■ **Tarefas propostas**
1. Transcreva, do texto sobre Flaubert, o trecho que começa nas palavras "Esse recolhimento campestre" e termina depois de "banqueira e crítica.".
2. Liste todos os papéis que, segundo o texto sobre Flaubert, ele atribuía à Sra. Flaubert.
3. Responda com base no texto sobre Flaubert:
(a) Em que ano a irmã Caroline se casou?
(b) Que cargo o pai de Flaubert ocupava?
(c) Como se chamava a propriedade rural onde Flaubert se refugiou?

■ **Texto fornecido**
========================================

Solteirão de muitos amores mas de poucas ligações permanentes, arredio da grande cidade embora a visitasse para o convívio ocasional de seus amigos escritores, avesso a qualquer tipo de convenções (“As honrarias desonram, os títulos degradam, os empregos entorpecem”), Gustave Flaubert (1821-1880) havia se refugiado na literatura, em sua propriedade rural de Canteleu-Croisset, para vencer a aversão pela tolice humana.
Esse recolhimento campestre teve, no entanto, outros determinantes. De compleição robusta, Flaubert sofria de epilepsia psicogênica, e seu pai, cirurgião-chefe no hospital de Rouen, achou conveniente que o jovem trancasse matrícula no curso de direito em Paris e se recolhesse à província, onde seria mais bem assistido pela família. Ideal para ele, que só pensava em escrever. Mas alguns infortúnios domésticos iriam marcá-lo: o irmão mais velho Achille, médico-cirurgião como o pai, acaba louco; a irmã Caroline, por quem tinha manifesta afeição, casou-se em 1845 com Emile Hamard e teve uma filha de seu nome, morrendo em seguida; Flaubert assumiu a criação da menina, pois Hamard, desesperado, enlouqueceu após a morte da esposa. O pai, seu grande esteio, falece no ano seguinte. Restou-lhe a Sra. Flaubert, descrita por ele como sua carcereira, confidente, ama, paciente, banqueira e crítica.

========================================

■ **Dados de origem**
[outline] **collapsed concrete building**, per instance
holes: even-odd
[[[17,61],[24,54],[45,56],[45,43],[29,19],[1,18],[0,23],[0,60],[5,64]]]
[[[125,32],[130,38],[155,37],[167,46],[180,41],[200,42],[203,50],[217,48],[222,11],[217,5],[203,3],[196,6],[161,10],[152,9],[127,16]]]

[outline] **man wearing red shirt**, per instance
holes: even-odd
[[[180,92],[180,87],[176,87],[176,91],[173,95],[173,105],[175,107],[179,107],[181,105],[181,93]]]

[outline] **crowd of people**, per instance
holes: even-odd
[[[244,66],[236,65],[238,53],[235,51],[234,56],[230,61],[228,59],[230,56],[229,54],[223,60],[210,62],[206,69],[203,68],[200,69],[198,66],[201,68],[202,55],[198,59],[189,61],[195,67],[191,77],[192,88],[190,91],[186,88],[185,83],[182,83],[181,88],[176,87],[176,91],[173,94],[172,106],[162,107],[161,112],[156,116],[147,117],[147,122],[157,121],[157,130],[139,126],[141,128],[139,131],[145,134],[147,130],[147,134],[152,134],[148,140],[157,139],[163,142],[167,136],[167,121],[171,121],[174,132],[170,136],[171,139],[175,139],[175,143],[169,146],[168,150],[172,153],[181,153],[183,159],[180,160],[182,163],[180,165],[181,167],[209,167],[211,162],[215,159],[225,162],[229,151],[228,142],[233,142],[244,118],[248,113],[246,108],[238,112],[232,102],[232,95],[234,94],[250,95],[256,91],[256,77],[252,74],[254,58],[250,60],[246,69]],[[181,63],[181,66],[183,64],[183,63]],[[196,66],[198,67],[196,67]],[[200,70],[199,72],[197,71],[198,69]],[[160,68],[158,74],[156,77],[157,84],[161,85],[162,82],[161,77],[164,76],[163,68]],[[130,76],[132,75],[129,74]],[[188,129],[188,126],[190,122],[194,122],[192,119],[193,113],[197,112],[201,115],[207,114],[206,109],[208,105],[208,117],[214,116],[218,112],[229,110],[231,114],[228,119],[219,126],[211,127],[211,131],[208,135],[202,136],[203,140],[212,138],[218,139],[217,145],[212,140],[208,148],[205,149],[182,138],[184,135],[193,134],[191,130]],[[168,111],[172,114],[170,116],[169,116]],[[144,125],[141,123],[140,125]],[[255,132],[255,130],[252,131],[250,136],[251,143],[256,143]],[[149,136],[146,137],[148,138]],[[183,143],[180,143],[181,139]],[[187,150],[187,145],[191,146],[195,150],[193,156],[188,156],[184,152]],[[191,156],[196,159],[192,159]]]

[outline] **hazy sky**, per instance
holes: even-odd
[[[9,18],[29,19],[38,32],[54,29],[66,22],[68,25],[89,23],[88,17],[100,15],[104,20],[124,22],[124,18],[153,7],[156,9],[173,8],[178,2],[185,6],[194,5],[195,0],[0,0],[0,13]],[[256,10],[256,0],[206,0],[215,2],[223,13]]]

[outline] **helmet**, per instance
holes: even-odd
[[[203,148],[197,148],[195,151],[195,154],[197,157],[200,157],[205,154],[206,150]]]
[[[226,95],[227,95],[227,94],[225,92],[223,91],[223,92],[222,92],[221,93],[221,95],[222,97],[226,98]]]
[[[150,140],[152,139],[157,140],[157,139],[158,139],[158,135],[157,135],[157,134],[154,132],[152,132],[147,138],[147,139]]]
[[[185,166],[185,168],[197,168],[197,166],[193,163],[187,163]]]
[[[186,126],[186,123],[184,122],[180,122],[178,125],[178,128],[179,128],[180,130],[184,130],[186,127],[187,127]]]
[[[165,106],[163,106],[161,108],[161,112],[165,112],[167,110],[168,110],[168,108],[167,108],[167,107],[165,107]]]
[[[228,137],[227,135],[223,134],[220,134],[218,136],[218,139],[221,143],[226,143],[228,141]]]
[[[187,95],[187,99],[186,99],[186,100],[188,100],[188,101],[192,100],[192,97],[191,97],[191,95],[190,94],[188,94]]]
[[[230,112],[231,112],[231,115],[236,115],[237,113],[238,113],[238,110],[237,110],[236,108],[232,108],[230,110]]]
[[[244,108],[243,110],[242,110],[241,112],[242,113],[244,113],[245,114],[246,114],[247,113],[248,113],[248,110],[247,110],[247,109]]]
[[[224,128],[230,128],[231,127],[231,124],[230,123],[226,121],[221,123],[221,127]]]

========================================

■ **Respostas das tarefas**
1.
Esse recolhimento campestre teve, no entanto, outros determinantes. De compleição robusta, Flaubert sofria de epilepsia psicogênica, e seu pai, cirurgião-chefe no hospital de Rouen, achou conveniente que o jovem trancasse matrícula no curso de direito em Paris e se recolhesse à província, onde seria mais bem assistido pela família. Ideal para ele, que só pensava em escrever. Mas alguns infortúnios domésticos iriam marcá-lo: o irmão mais velho Achille, médico-cirurgião como o pai, acaba louco; a irmã Caroline, por quem tinha manifesta afeição, casou-se em 1845 com Emile Hamard e teve uma filha de seu nome, morrendo em seguida; Flaubert assumiu a criação da menina, pois Hamard, desesperado, enlouqueceu após a morte da esposa. O pai, seu grande esteio, falece no ano seguinte. Restou-lhe a Sra. Flaubert, descrita por ele como sua carcereira, confidente, ama, paciente, banqueira e crítica.

2. carcereira, confidente, ama, paciente, banqueira e crítica

3.
(a) Em 1845.
(b) Cirurgião-chefe no hospital de Rouen.
(c) Canteleu-Croisset.